**BRIEF**
Show all lines of the entries in which the word "below" is found.
INFORMATION START
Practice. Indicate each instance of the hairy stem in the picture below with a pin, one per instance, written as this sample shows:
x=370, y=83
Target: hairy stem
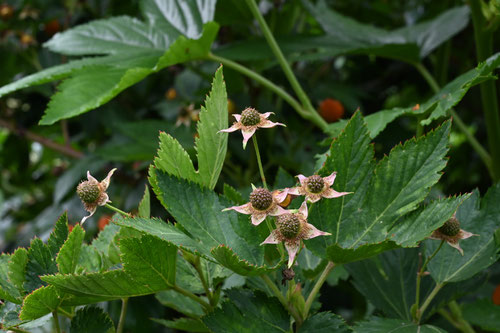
x=281, y=298
x=484, y=48
x=285, y=66
x=483, y=154
x=123, y=314
x=317, y=287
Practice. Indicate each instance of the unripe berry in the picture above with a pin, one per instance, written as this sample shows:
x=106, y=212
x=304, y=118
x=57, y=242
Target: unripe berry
x=88, y=191
x=250, y=117
x=261, y=199
x=288, y=225
x=451, y=227
x=315, y=184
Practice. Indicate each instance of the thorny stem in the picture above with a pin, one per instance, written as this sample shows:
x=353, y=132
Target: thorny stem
x=419, y=278
x=56, y=321
x=285, y=66
x=123, y=314
x=480, y=150
x=317, y=287
x=281, y=298
x=259, y=162
x=119, y=211
x=192, y=296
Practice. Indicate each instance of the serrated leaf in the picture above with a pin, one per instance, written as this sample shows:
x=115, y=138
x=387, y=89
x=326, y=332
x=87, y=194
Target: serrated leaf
x=384, y=325
x=17, y=267
x=361, y=224
x=150, y=261
x=145, y=204
x=180, y=303
x=211, y=146
x=479, y=217
x=248, y=311
x=69, y=255
x=91, y=319
x=183, y=324
x=324, y=322
x=40, y=302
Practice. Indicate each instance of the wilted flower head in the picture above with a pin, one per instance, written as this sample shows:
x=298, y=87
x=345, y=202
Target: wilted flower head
x=93, y=194
x=290, y=229
x=451, y=233
x=262, y=203
x=316, y=187
x=248, y=122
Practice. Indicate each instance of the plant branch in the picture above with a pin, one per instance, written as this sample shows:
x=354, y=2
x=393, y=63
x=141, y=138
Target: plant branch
x=483, y=154
x=123, y=314
x=66, y=150
x=317, y=287
x=281, y=298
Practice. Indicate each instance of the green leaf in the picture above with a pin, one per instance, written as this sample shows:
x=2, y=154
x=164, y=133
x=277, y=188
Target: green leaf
x=211, y=145
x=17, y=268
x=91, y=319
x=68, y=257
x=180, y=303
x=483, y=313
x=478, y=217
x=363, y=225
x=150, y=261
x=384, y=325
x=248, y=311
x=145, y=205
x=40, y=302
x=324, y=321
x=183, y=324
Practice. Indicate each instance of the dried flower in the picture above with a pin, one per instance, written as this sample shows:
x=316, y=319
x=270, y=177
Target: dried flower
x=316, y=187
x=93, y=194
x=248, y=122
x=291, y=228
x=451, y=233
x=262, y=203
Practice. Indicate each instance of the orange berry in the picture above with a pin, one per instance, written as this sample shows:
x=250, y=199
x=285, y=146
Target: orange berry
x=331, y=110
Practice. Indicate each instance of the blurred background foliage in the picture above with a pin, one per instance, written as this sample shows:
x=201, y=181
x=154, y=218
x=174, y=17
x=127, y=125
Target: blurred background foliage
x=41, y=165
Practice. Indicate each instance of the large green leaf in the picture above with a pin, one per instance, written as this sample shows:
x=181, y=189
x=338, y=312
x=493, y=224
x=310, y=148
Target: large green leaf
x=384, y=325
x=479, y=217
x=363, y=225
x=248, y=311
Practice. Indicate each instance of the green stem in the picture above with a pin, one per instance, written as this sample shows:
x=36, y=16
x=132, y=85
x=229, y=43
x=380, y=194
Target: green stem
x=259, y=162
x=428, y=300
x=56, y=321
x=463, y=324
x=419, y=278
x=281, y=298
x=483, y=154
x=192, y=296
x=484, y=49
x=119, y=211
x=285, y=66
x=316, y=288
x=123, y=314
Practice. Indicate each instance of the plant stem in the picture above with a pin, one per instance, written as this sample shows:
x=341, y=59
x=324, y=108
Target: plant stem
x=259, y=162
x=119, y=211
x=428, y=300
x=192, y=296
x=483, y=154
x=284, y=65
x=56, y=321
x=463, y=324
x=281, y=298
x=484, y=48
x=419, y=278
x=317, y=287
x=123, y=314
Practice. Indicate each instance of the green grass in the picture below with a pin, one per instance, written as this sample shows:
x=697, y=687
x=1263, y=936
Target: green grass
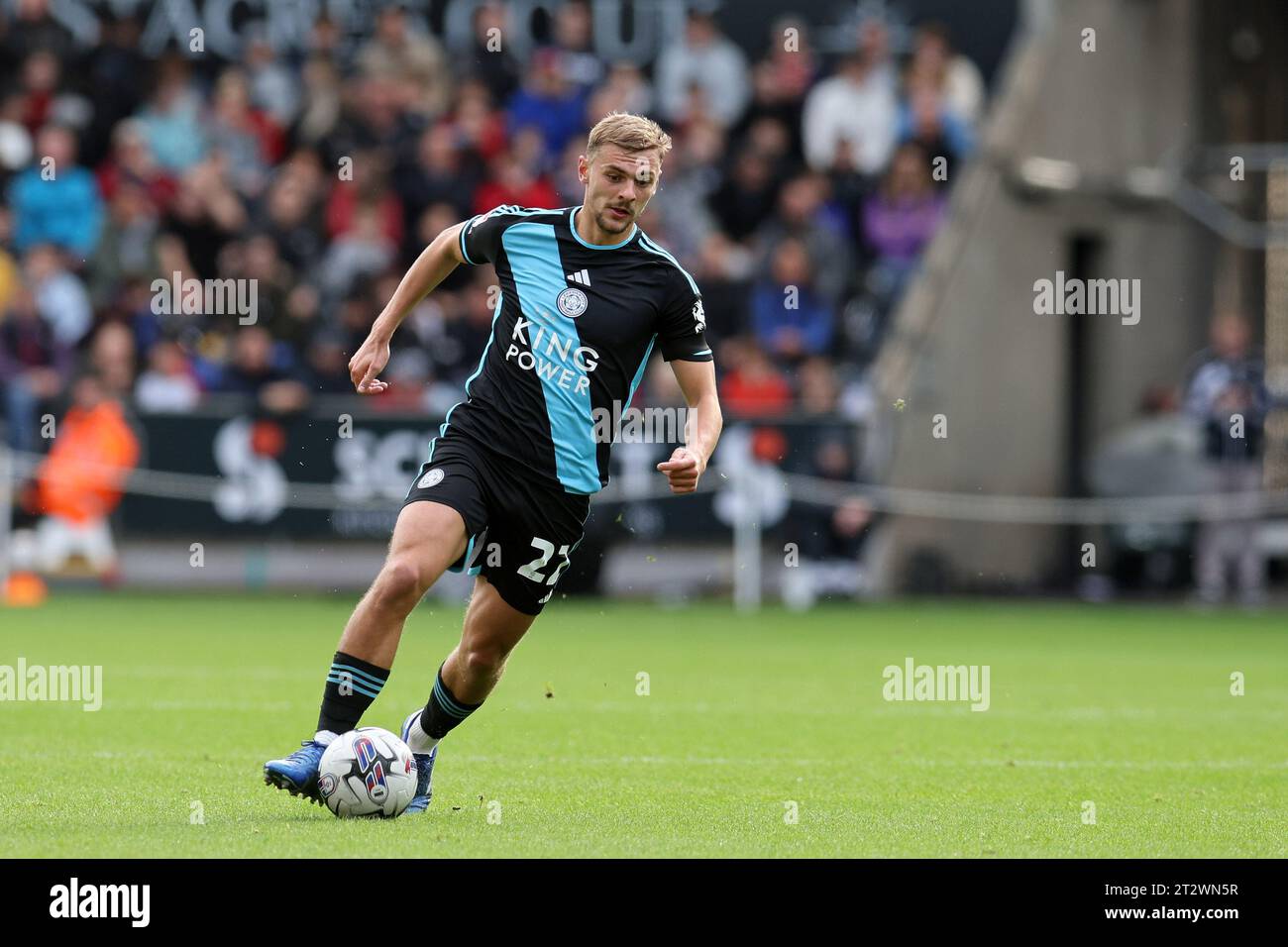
x=1128, y=707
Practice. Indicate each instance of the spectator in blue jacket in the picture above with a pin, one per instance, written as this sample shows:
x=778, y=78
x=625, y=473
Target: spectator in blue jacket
x=789, y=315
x=54, y=201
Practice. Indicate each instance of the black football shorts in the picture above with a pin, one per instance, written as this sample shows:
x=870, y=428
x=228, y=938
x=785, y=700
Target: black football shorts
x=522, y=531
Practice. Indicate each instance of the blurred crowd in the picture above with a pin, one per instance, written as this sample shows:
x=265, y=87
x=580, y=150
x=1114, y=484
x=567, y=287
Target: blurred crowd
x=802, y=192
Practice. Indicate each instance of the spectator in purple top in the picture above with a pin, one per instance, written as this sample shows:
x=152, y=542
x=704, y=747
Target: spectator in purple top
x=33, y=368
x=901, y=218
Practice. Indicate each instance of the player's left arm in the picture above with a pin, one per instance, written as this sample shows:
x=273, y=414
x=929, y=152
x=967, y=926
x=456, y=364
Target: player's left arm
x=702, y=428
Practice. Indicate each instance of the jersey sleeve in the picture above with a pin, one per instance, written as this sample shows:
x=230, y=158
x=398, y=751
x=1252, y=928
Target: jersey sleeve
x=481, y=236
x=683, y=326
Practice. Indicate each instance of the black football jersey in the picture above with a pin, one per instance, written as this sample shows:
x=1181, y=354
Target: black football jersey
x=574, y=330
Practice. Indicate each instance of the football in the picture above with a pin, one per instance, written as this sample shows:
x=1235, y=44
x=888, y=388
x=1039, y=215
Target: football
x=368, y=774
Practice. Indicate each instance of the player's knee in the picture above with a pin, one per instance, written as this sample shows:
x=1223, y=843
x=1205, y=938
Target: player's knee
x=484, y=659
x=400, y=583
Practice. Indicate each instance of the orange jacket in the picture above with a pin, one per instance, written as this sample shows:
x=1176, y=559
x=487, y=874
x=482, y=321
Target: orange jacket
x=93, y=453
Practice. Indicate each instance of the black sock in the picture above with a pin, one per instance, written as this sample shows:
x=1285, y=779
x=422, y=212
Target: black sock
x=351, y=685
x=443, y=710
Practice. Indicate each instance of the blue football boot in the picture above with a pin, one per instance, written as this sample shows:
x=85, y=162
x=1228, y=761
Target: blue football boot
x=424, y=771
x=297, y=774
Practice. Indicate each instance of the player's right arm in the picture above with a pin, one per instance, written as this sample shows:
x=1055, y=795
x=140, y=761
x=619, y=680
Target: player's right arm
x=430, y=268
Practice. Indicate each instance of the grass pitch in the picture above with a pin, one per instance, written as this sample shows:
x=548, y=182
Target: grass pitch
x=1125, y=707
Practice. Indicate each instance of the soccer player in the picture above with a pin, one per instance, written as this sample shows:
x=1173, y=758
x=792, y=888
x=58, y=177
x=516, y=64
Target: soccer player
x=585, y=295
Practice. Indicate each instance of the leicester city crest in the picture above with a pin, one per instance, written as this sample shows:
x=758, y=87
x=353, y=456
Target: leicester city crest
x=572, y=302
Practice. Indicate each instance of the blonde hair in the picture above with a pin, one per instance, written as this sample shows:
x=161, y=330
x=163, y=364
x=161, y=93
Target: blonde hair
x=629, y=132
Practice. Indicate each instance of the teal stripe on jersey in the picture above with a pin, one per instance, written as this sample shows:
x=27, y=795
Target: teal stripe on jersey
x=464, y=252
x=447, y=418
x=532, y=252
x=639, y=372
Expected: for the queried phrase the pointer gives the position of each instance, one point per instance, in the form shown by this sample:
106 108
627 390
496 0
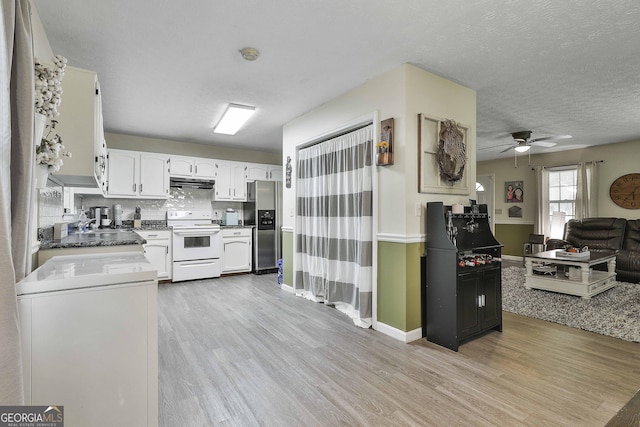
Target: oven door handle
195 233
197 262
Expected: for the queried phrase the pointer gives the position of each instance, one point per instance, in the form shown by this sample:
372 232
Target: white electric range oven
197 245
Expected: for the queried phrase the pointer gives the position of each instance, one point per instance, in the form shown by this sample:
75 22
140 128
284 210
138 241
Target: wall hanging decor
442 155
514 192
289 169
384 148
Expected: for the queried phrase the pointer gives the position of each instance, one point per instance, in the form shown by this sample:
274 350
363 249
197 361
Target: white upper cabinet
137 175
260 172
154 175
231 182
257 172
192 167
123 169
81 129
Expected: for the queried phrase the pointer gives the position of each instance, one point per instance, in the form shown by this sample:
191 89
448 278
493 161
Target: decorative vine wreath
452 153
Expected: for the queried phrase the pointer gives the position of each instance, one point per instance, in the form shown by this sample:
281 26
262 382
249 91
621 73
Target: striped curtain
334 224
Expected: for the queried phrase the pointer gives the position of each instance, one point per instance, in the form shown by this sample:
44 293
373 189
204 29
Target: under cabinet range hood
205 184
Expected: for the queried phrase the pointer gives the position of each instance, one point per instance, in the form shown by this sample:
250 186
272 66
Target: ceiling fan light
234 118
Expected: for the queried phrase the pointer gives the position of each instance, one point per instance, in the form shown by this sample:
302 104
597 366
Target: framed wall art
514 192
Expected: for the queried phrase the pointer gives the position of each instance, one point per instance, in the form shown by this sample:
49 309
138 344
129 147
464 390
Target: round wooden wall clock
625 191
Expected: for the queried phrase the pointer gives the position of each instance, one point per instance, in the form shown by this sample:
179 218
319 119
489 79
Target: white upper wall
401 94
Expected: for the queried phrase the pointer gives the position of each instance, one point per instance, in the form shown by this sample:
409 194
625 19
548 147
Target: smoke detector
250 54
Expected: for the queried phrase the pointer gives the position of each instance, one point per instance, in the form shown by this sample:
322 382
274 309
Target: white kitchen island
89 328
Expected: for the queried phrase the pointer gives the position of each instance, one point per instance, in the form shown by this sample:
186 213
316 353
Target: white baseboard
403 336
287 288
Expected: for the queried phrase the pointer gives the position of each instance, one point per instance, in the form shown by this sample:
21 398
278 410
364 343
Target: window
563 188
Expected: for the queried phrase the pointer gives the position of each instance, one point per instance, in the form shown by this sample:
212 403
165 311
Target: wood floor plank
239 351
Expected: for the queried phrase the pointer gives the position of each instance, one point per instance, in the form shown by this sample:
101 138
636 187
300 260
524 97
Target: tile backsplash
179 198
50 206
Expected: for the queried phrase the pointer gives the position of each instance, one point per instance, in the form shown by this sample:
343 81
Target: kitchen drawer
236 232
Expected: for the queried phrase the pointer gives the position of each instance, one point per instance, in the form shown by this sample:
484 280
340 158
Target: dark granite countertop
108 237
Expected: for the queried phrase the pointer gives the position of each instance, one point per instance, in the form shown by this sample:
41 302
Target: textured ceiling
168 69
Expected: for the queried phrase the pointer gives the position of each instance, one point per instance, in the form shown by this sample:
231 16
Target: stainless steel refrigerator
264 209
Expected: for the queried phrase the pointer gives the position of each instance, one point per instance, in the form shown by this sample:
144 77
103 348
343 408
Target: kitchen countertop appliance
197 245
264 209
230 217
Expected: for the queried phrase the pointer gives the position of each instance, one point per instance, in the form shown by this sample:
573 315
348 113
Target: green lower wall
512 236
399 284
398 281
287 257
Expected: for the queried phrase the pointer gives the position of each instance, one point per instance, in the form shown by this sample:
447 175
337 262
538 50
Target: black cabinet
462 283
479 303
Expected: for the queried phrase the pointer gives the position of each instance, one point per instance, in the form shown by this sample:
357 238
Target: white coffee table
587 284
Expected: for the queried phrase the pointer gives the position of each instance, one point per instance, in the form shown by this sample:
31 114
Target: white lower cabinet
158 251
236 257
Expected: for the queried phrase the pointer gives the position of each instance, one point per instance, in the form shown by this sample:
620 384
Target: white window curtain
587 196
334 224
541 223
17 161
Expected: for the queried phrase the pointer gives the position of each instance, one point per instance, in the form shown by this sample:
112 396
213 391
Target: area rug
615 312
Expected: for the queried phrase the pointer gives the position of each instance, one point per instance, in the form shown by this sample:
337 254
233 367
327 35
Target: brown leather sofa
606 235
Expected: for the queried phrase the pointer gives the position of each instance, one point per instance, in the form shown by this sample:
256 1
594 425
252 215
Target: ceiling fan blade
510 148
491 147
549 138
545 144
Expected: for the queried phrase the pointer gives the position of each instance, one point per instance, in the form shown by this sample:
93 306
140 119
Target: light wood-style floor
238 351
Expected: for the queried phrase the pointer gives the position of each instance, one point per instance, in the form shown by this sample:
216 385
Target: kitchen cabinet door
239 182
223 181
154 175
257 172
78 121
156 252
204 168
123 171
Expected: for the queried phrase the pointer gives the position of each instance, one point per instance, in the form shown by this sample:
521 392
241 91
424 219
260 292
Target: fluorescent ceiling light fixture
234 118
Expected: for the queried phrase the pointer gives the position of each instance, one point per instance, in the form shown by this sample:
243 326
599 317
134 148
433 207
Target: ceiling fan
523 141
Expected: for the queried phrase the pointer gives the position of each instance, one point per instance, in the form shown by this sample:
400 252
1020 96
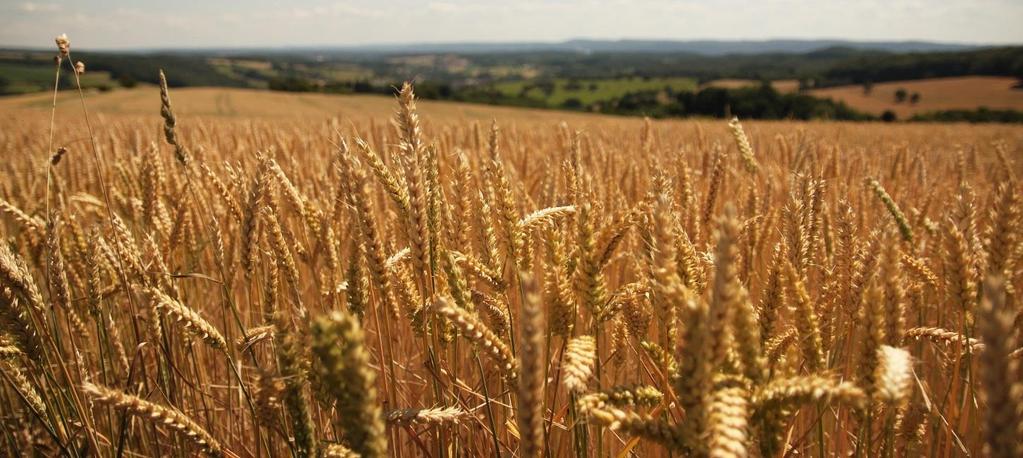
INFORMATION END
**TASK OUTPUT**
Practice. Indicate each instance of the hairy stem in the picture below with a pin, one per instance, written as this sample shows:
Practice. Indicate each instance of the green grass in the picture below with a pin, one per instance, written as this sample shows:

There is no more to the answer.